-- MATERIALS PROVIDED --
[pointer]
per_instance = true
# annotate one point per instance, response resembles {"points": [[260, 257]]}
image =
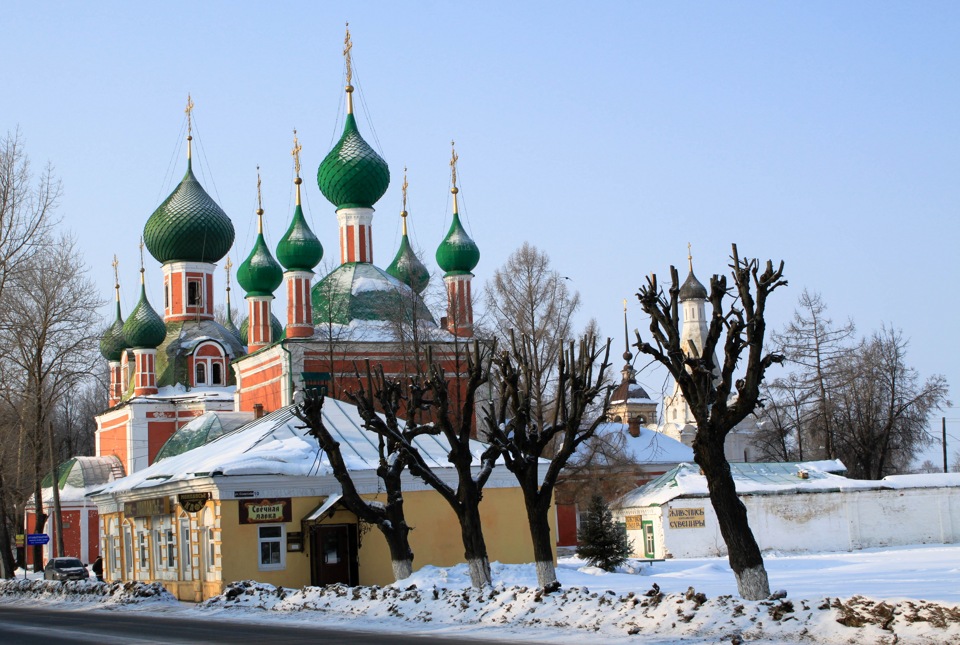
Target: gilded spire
{"points": [[259, 205], [403, 210], [188, 110], [116, 277], [347, 46], [453, 174], [296, 163]]}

-- TASK PROMPT --
Reproduce the records above line for line, leaving out the pictures.

-- ANSWER TO THE TASK --
[pointer]
per_instance = true
# annotate one point per instance, response resembles {"points": [[260, 257]]}
image =
Target: gilded spire
{"points": [[259, 205], [403, 210], [188, 110], [116, 277], [347, 46], [453, 174], [296, 163]]}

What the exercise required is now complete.